TASKS AND EXERCISES:
1) In the text about reverse innovation, how are "reverse innovations" defined?
2) Copy out the reverse innovation text word for word, from "6 of 7 people" up to and including "the developing world?".

TEXT PROVIDED:
▬▬▬

World-class open-heart surgery for up to 1% of the costs of rich world comparables...: `Reverse innovations' - innovations developed for and adopted first in developing countries - have shown major potential in both emerging and, increasingly, developed markets.
The authors clearly outline why multinationals everywhere must and how they can learn to develop such compelling reverse innovations, in order to compete both far from home in vast and fast growing emerging markets, as well as in their own backyards.
A very exciting must-read for both those who are interested in sustaining business viability, as well as academics interested in exploring a rather new and stirring field of innovation sciences.
7 of 8 people found the following review helpful.
A simple and hugely important idea
By john moran
Great business books tend to either explain world-changing phenomena (e.g., Steven Johnson's Where Good Ideas Come From) or prescribe steps to become more successful (e.g., Jim Collins' Good to Great).
Reverse Innovation does both. It builds on groundbreaking earlier frameworks (including Clay Christensen's theory of disruptive innovation and Govindarajan and Trimble's own models of innovation execution) to both describe, and explain how to make use of, an astonishing phenomenon: emerging-market innovations that "defy gravity" to gain traction in developed economies.
This trend is real, and the authors have the examples to prove it - from John Deere and GE to numerous small companies and entrepreneurs you've never heard of. But the best part of the book is the combination of practical, how-to advice (they provide counterintuitive organizational steps to "create far from home and win everywhere") with the illustrations of how this trend is literally changing billions of lives.
The potential to win in rich markets as well as poor will attract every major corporation to solve the problems of those not at the "top of the pyramid." This is capitalism at its best: the profit motive as a phenomenal engine for the welfare of the entire world. Kudos to Govindarajan and Trimble for both uncovering the trend and providing a playbook for everyone to take advantage of it.
6 of 7 people found the following review helpful.
Another gem from VG and Chris Trimble after the Other side of Innovation.
Why do we need to start from a clean slate in the developing world even if we have mastered the developed world in comparable categories?
Why would the developed world be interested in a product originally conceived in the developing world?
Traditionally it has always been the other way round.
And why ignoring these questions can cause incumbent corporations to lose in the long term?
A must read for innovators, strategists and business leaders.

▬▬▬

DATA UNDER STUDY:
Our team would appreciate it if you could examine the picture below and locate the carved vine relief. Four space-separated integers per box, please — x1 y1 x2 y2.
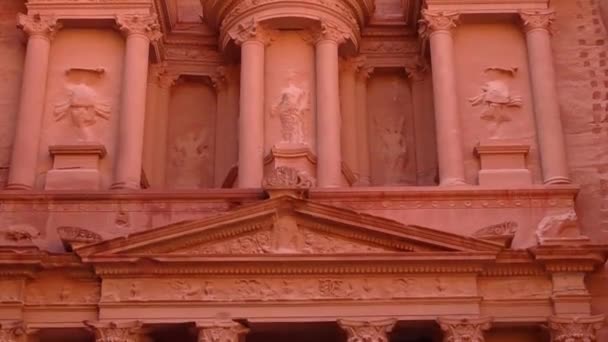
53 83 111 142
101 277 476 302
469 67 522 138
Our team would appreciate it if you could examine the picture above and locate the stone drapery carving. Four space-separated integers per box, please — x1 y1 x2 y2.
338 319 397 342
469 67 523 135
84 321 142 342
519 10 555 32
270 82 310 146
196 321 249 342
116 14 162 42
262 166 316 189
17 13 62 39
549 315 606 342
438 318 492 342
53 84 110 142
418 10 460 39
0 321 26 342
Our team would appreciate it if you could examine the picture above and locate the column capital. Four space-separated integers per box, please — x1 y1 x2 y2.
418 10 460 39
116 14 162 42
519 9 555 32
437 317 492 342
338 319 397 342
313 20 349 45
17 13 62 39
0 321 27 342
229 19 273 46
196 321 249 342
549 315 606 342
84 321 142 342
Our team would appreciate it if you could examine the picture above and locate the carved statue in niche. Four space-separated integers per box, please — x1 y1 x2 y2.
171 130 211 187
270 72 310 146
54 83 110 142
469 68 522 138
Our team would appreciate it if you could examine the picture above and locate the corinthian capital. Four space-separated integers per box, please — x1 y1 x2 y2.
549 315 606 342
229 19 272 45
313 20 349 44
0 322 26 342
519 10 555 32
338 319 397 342
196 321 249 342
116 14 162 41
84 321 141 342
418 10 460 38
17 13 61 39
438 318 492 342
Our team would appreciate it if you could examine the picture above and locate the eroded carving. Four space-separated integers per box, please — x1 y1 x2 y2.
549 315 606 342
17 13 62 39
84 321 142 342
469 68 523 136
338 319 397 342
270 76 310 147
53 84 111 142
438 318 492 342
262 166 316 189
196 321 249 342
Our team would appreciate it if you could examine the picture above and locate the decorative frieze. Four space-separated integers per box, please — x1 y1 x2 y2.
338 319 397 342
549 315 606 342
116 14 162 42
17 13 62 39
438 318 492 342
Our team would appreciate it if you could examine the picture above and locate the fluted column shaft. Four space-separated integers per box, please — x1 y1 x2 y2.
7 14 60 190
520 11 571 184
315 24 345 188
233 24 267 188
112 16 159 189
340 59 359 178
421 11 465 185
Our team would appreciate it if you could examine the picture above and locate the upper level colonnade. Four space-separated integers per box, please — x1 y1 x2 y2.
6 0 570 190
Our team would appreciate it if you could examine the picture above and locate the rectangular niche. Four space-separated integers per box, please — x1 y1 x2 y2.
166 77 217 189
367 70 416 186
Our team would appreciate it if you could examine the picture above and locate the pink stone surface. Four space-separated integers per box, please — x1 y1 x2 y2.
0 0 608 342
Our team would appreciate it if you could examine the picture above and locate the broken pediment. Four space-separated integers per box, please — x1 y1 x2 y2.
75 196 503 256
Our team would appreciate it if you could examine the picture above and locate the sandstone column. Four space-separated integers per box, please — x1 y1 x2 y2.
196 321 249 342
340 58 360 178
84 321 142 342
7 14 61 190
231 22 268 188
437 318 492 342
212 66 239 188
420 10 465 185
143 66 179 188
338 319 397 342
315 23 347 188
112 15 160 189
549 315 606 342
520 10 570 184
355 58 373 186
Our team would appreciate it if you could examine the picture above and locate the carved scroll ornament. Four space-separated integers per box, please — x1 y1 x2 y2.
438 318 492 342
549 315 606 342
338 319 397 342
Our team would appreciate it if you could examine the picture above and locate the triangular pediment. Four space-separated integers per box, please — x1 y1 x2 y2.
76 196 502 256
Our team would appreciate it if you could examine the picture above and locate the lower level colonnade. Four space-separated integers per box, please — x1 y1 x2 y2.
0 316 604 342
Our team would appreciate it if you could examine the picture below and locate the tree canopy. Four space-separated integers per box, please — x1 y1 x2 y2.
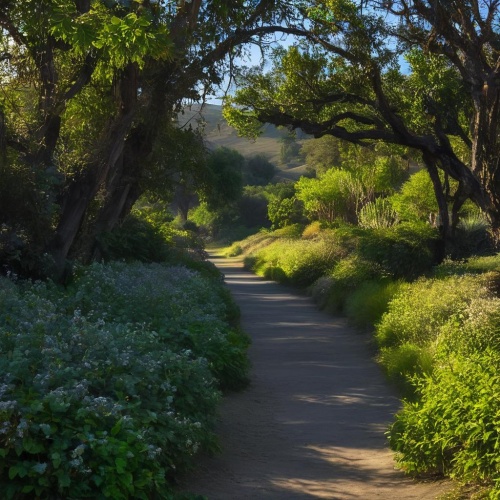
225 0 500 242
0 0 289 276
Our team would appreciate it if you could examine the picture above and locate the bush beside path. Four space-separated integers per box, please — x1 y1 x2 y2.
182 258 450 500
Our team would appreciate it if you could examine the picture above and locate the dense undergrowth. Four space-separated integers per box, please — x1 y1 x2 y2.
228 223 500 498
0 210 248 499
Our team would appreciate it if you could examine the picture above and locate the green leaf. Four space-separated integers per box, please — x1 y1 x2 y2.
115 458 127 474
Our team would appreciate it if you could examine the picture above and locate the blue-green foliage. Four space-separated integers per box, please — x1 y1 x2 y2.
0 263 247 499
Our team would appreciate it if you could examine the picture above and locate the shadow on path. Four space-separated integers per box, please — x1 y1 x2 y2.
177 258 447 500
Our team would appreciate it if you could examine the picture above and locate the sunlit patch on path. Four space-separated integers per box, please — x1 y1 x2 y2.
182 258 447 500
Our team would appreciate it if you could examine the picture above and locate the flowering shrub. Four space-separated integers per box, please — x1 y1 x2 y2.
0 263 246 499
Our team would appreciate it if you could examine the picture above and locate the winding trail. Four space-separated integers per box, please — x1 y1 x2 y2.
181 258 449 500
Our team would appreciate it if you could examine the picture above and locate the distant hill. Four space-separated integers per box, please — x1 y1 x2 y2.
179 104 305 180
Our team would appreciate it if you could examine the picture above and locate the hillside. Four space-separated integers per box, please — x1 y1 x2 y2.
179 104 305 179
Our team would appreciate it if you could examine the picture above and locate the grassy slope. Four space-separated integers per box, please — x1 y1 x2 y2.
179 104 305 180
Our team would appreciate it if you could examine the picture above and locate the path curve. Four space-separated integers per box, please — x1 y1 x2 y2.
182 258 448 500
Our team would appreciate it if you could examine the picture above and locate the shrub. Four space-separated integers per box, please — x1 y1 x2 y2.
389 350 500 498
0 263 247 499
389 170 438 221
98 215 169 262
344 279 402 328
245 236 338 286
358 222 438 280
452 210 494 259
358 198 398 229
376 276 490 347
378 342 434 400
302 220 321 240
320 254 380 312
438 296 500 358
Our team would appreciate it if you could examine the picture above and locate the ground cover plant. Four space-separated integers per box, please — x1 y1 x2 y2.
0 263 247 499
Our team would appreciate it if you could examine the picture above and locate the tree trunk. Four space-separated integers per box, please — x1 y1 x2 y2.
471 77 500 243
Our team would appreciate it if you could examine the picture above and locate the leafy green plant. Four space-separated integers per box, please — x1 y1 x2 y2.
344 278 402 328
357 222 438 280
376 276 490 347
0 263 248 499
358 198 398 229
389 349 500 498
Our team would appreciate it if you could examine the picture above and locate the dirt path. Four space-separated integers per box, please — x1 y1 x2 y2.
178 259 447 500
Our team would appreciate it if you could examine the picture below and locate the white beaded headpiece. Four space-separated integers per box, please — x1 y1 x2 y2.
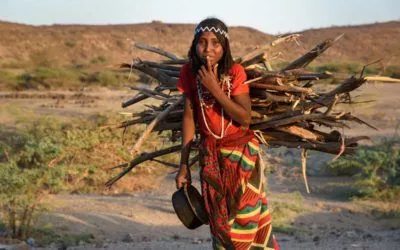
194 26 229 39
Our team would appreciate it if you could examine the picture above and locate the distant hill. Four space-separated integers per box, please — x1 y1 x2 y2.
0 21 400 68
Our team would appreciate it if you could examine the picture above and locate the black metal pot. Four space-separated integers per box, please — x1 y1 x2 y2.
172 185 208 229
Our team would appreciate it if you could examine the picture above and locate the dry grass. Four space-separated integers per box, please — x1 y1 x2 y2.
0 21 400 68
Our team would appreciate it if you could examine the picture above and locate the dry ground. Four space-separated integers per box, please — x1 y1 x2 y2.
0 83 400 249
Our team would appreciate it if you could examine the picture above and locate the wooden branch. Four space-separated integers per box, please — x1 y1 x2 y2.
250 83 313 94
235 34 300 63
283 34 343 70
267 140 355 155
276 125 323 141
121 94 149 108
301 148 310 194
129 96 183 154
105 145 182 188
135 42 181 60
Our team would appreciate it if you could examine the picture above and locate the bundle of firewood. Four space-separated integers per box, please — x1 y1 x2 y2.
106 32 376 189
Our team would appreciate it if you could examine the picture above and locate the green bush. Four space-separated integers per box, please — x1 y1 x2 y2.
328 139 400 200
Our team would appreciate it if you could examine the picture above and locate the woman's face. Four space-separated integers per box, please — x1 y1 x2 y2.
196 31 224 65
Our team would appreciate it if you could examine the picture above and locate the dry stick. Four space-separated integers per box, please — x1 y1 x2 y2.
121 94 149 108
129 86 171 100
283 34 344 70
105 145 182 188
236 34 300 63
135 43 181 60
161 59 189 65
142 61 181 71
301 148 310 194
266 141 355 155
129 96 183 155
250 83 313 94
276 125 321 141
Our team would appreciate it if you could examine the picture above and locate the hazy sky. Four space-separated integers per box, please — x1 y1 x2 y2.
0 0 400 34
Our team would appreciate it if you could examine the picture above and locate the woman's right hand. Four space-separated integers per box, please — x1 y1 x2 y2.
175 164 192 189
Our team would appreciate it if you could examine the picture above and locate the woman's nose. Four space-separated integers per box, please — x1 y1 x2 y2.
204 43 211 51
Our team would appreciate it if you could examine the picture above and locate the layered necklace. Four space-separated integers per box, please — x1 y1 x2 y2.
197 76 232 139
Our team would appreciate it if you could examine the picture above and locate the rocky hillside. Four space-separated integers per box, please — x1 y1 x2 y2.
0 21 400 68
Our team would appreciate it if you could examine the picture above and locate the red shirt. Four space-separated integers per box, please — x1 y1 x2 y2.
177 64 249 136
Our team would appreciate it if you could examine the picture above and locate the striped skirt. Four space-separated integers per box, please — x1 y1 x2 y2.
202 138 279 250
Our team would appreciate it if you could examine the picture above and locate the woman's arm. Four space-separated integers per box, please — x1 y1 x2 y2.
175 95 195 189
198 62 251 127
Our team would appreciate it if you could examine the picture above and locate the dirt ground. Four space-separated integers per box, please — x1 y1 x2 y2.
0 83 400 249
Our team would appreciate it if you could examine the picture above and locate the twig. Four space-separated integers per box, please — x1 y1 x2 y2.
135 42 181 60
105 145 182 188
129 96 183 155
301 148 310 194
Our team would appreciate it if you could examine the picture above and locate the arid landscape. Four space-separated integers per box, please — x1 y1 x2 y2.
0 21 400 249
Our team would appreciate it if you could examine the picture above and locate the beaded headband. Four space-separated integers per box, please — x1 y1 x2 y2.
194 26 229 39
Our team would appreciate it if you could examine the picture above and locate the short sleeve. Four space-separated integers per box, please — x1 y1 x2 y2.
231 64 249 96
176 64 190 95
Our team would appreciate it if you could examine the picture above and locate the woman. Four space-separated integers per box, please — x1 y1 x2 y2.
176 18 279 249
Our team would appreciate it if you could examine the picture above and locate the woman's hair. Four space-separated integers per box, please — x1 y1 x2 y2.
188 18 233 78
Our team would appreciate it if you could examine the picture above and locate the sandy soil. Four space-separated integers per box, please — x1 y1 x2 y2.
0 84 400 249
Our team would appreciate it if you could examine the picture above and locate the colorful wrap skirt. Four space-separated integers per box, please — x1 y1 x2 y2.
200 130 279 250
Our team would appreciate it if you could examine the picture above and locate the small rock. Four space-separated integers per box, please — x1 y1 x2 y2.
278 237 290 242
344 230 358 239
25 238 37 247
192 238 203 244
122 233 133 242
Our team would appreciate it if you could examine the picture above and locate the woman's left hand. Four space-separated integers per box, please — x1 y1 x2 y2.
197 59 219 91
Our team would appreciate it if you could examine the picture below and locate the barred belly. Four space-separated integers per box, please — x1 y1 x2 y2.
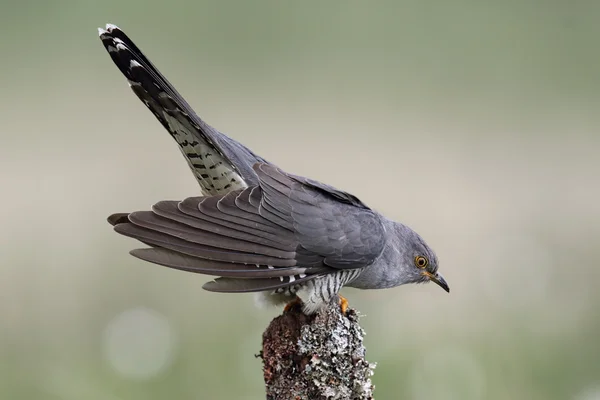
258 269 362 314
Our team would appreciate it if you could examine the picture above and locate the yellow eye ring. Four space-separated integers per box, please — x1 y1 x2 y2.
415 256 429 269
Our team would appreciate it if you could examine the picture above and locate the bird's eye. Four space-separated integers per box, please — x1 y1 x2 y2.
415 256 429 268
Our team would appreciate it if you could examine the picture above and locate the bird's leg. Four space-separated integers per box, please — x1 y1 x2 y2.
338 294 348 315
283 296 303 312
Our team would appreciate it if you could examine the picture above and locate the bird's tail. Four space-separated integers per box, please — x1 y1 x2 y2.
98 24 264 195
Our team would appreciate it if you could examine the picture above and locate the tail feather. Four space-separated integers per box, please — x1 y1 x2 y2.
98 24 264 195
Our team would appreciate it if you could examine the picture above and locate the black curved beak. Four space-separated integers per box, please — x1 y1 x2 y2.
422 271 450 293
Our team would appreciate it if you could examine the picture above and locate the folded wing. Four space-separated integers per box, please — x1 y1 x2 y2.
109 163 384 292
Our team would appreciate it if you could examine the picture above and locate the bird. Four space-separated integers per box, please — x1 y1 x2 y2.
98 24 450 315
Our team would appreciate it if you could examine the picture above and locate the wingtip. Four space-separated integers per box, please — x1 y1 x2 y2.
106 213 129 226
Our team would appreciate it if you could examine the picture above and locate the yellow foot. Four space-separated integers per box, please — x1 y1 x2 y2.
338 294 348 315
283 296 302 312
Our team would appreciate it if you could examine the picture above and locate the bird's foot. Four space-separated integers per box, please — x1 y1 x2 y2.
283 296 304 312
338 294 349 315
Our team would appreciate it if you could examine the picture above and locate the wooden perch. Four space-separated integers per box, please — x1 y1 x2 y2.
260 303 375 400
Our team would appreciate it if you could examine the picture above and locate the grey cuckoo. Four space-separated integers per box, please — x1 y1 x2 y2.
99 24 449 314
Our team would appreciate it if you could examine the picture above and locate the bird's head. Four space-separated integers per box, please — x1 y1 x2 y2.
397 227 450 292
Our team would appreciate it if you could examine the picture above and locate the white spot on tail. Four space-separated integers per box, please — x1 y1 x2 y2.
129 60 142 69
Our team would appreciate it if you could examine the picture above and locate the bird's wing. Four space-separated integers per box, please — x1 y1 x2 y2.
254 163 385 269
109 163 385 292
98 24 266 195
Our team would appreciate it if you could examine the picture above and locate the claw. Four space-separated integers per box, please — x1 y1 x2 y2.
338 294 349 315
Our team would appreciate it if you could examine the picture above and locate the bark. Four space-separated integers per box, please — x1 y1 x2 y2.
260 303 375 400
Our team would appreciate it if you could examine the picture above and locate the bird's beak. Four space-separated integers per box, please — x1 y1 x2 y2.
421 271 450 293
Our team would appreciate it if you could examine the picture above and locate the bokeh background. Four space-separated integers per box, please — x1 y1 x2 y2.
0 0 600 400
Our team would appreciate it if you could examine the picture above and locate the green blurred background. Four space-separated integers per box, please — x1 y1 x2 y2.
0 0 600 400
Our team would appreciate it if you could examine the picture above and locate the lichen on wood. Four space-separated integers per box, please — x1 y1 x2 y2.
261 304 375 400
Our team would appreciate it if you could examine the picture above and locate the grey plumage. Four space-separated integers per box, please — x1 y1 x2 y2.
99 25 448 313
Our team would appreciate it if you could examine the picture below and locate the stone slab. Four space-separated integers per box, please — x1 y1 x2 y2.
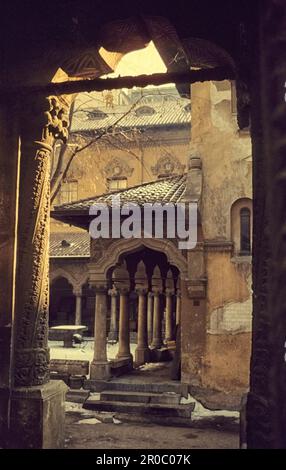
9 381 67 449
66 389 90 403
50 359 89 375
83 397 195 419
100 390 181 405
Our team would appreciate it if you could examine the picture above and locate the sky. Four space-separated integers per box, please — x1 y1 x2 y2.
103 42 167 77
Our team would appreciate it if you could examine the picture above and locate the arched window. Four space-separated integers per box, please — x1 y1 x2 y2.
240 207 251 255
230 197 252 256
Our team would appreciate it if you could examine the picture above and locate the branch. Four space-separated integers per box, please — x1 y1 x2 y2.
51 96 142 202
0 67 235 99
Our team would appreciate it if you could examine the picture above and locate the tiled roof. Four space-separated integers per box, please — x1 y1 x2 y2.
51 174 186 227
50 232 90 258
54 174 186 212
70 98 191 133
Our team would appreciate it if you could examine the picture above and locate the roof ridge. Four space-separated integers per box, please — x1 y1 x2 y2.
53 175 183 210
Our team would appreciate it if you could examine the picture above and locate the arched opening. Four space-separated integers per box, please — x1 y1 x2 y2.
49 277 75 326
240 207 251 255
230 198 252 256
107 245 179 381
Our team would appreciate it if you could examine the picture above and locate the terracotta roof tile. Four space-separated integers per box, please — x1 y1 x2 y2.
50 232 90 258
52 174 186 215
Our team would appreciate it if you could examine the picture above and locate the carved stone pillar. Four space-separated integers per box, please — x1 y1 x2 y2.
135 261 150 366
147 292 154 344
246 0 286 449
0 97 20 447
108 288 118 341
112 264 133 363
165 269 174 341
74 288 82 325
90 281 110 380
176 289 182 325
152 266 162 349
10 94 67 448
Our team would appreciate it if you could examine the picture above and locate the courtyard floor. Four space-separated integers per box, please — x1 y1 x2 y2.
49 339 239 449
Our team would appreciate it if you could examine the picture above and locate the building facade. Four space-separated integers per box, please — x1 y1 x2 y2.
52 81 252 394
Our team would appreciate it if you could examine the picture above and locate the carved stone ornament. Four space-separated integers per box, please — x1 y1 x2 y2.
42 96 68 144
151 155 185 176
102 157 134 178
14 97 68 387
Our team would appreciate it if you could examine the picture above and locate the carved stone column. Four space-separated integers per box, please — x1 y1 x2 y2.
152 266 162 349
135 261 150 366
165 269 174 341
108 288 118 341
74 287 82 325
147 292 154 344
0 100 20 447
10 97 67 448
246 0 286 449
90 281 110 380
176 289 182 325
112 264 133 363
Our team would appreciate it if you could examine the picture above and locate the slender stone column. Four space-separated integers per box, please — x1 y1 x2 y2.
117 287 132 359
165 269 174 341
90 281 110 380
152 266 162 349
147 292 154 344
74 288 82 325
135 261 150 365
108 288 118 341
176 289 182 325
10 97 67 448
165 290 174 341
0 96 21 447
112 264 133 362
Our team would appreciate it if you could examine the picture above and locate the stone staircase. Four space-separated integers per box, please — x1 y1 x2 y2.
83 380 195 424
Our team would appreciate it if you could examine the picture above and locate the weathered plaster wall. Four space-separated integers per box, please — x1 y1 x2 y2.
182 81 252 393
51 128 190 232
191 82 252 240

▬▬▬

RESULTS FOR EACH TASK:
1) Innovations developed for and adopted first in developing countries.

2)
6 of 7 people found the following review helpful.
Another gem from VG and Chris Trimble after the Other side of Innovation.
Why do we need to start from a clean slate in the developing world even if we have mastered the developed world in comparable categories?
Why would the developed world be interested in a product originally conceived in the developing world?